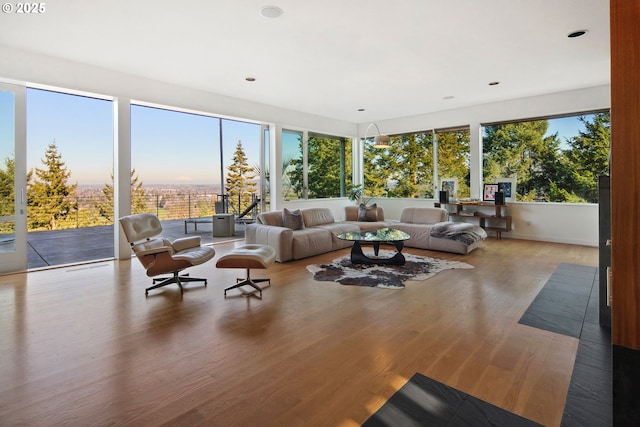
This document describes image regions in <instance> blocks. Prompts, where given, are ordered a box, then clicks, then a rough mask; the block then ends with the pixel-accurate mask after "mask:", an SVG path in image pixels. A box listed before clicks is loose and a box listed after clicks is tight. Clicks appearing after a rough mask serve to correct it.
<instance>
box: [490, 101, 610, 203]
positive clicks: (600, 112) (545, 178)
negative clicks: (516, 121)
mask: <svg viewBox="0 0 640 427" xmlns="http://www.w3.org/2000/svg"><path fill="white" fill-rule="evenodd" d="M610 136H611V130H610V115H609V112H608V111H602V112H595V113H585V114H573V115H569V116H563V117H550V118H541V119H533V120H526V121H518V122H509V123H499V124H491V125H485V126H484V128H483V159H484V166H483V174H484V182H485V183H491V182H499V181H500V180H503V178H510V179H511V180H513V182H514V183H515V185H516V188H515V191H514V194H513V195H514V196H515V199H517V200H519V201H530V202H560V203H563V202H564V203H597V202H598V176H600V175H608V174H609V143H610Z"/></svg>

○ ○ ○ ○ ○ ○ ○

What to work on => Tally the lines in the data above that contain the word "clicks", and reply with only that number.

Output for this task => 3